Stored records
## BEGIN
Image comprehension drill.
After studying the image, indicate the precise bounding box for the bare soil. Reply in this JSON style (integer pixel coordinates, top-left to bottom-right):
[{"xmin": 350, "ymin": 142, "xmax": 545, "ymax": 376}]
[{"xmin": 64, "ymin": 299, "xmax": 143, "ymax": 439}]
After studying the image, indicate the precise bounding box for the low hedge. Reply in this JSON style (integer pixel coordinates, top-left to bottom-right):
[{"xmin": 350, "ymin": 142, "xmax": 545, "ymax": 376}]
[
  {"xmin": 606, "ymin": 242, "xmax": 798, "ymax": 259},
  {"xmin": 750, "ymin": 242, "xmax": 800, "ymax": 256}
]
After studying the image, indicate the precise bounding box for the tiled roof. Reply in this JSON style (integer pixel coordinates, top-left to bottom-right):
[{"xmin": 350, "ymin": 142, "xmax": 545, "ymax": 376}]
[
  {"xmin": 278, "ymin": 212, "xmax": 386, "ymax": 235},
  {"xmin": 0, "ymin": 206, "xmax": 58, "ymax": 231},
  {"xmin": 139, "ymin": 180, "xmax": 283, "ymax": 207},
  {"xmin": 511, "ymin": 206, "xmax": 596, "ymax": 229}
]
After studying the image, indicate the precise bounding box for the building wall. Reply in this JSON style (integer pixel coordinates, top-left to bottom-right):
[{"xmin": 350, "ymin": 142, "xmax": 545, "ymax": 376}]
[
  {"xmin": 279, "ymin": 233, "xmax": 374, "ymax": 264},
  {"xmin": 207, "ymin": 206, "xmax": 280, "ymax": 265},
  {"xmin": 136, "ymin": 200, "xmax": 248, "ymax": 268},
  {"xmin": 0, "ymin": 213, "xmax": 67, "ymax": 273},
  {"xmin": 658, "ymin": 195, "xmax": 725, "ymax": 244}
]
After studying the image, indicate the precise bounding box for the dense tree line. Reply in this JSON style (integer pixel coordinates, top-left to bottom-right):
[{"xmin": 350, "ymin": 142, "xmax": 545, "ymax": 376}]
## END
_SET TASK_
Reproduce every one of the entries above, substituting "exact" wherever "precise" occurs and leaving all other text unchanged.

_RESPONSE_
Image comprehension drill.
After studying the image, indicate the exact bounding box for the bare soil. Reply in this JSON style (integer pixel coordinates, top-left to bottom-right):
[{"xmin": 350, "ymin": 142, "xmax": 545, "ymax": 376}]
[{"xmin": 64, "ymin": 299, "xmax": 143, "ymax": 439}]
After studying the image, indicate the exact bounding box for the low hedge. Reply in this JSON style (integer pixel coordinates, top-left to bottom-right):
[{"xmin": 350, "ymin": 142, "xmax": 545, "ymax": 376}]
[
  {"xmin": 606, "ymin": 242, "xmax": 798, "ymax": 259},
  {"xmin": 750, "ymin": 242, "xmax": 800, "ymax": 256}
]
After studying the image, indicate the exact bounding box for the tiled roof. Reply in this JSON style (integer pixel coordinates, top-left to bottom-right):
[{"xmin": 350, "ymin": 142, "xmax": 545, "ymax": 376}]
[
  {"xmin": 278, "ymin": 212, "xmax": 386, "ymax": 235},
  {"xmin": 0, "ymin": 206, "xmax": 58, "ymax": 231},
  {"xmin": 139, "ymin": 180, "xmax": 283, "ymax": 207},
  {"xmin": 511, "ymin": 206, "xmax": 596, "ymax": 229}
]
After studying the image, indicate the exact bounding box for the building wall. Reply in this JSON style (integer pixel coordinates, top-left to bottom-right):
[{"xmin": 350, "ymin": 142, "xmax": 545, "ymax": 376}]
[
  {"xmin": 279, "ymin": 233, "xmax": 374, "ymax": 264},
  {"xmin": 207, "ymin": 206, "xmax": 280, "ymax": 265},
  {"xmin": 136, "ymin": 200, "xmax": 248, "ymax": 268},
  {"xmin": 0, "ymin": 213, "xmax": 67, "ymax": 273},
  {"xmin": 658, "ymin": 195, "xmax": 725, "ymax": 244}
]
After studying the image, indicate the exact bounding box for the dense tree line. Reply in this JSON style (integer pixel coordinates, top-left to bottom-right):
[{"xmin": 350, "ymin": 142, "xmax": 545, "ymax": 376}]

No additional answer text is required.